▸ SOURCE EXTRACT

When did Thomas Pynchon become a Jewish mother? The best available evidence suggests sometime around 1999. In that year, America’s great postmodern novelist wrote a five-hundred-word article called “Hallowe’en? Over Already?” for the newsletter of his son’s Manhattan school, The Cathedral School. Pynchon describes attending a picnic, “a small miracle of easy-going and spontaneous community,” and (with his son and “a small bunch of other kids”) touring the Cathedral Church of St. John the Divine.
On the evidence of this short essay, as well as his eighth novel, Bleeding Edge (Penguin, 2013), Pynchon might need to be counted—along with Cormac McCarthy—among a set of macho postmodern men who have slightly mellowed with late fatherhood. When put alongside his 2009 novel, Inherent Vice, which this latest effort very much resembles, Bleeding Edge may evince a new, late Pynchon style: less about impersonal systems, more about individual characters; less difficult at the level of the sentence, more conventional in its storytelling style; less concerned with global plots, more with local communities. In short, the author usually associated with apocalypse delivered from above, and with sweeping historical metafiction, has taken a domestic turn. The results are fun and bracing.

[Records for a point annotation dataset]
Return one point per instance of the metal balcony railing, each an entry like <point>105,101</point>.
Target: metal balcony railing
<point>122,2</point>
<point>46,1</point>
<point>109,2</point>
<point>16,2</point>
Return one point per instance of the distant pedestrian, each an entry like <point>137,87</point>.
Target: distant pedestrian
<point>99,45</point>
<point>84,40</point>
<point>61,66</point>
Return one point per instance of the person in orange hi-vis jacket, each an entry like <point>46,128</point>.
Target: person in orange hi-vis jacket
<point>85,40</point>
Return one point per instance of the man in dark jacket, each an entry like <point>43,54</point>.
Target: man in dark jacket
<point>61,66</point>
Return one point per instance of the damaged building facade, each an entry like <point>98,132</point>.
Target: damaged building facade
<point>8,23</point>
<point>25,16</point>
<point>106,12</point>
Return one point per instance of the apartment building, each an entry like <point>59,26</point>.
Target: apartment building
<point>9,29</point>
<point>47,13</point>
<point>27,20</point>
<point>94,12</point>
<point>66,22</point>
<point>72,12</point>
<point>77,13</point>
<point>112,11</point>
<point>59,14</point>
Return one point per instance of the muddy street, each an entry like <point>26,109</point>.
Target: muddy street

▸ WHAT YOU ARE ASKED TO DO
In the passage on Thomas Pynchon, write out the part starting with "On the evidence" and going on through "fun and bracing.", swapping "fatherhood" for "parenthood".

▸ TASK RESULT
On the evidence of this short essay, as well as his eighth novel, Bleeding Edge (Penguin, 2013), Pynchon might need to be counted—along with Cormac McCarthy—among a set of macho postmodern men who have slightly mellowed with late parenthood. When put alongside his 2009 novel, Inherent Vice, which this latest effort very much resembles, Bleeding Edge may evince a new, late Pynchon style: less about impersonal systems, more about individual characters; less difficult at the level of the sentence, more conventional in its storytelling style; less concerned with global plots, more with local communities. In short, the author usually associated with apocalypse delivered from above, and with sweeping historical metafiction, has taken a domestic turn. The results are fun and bracing.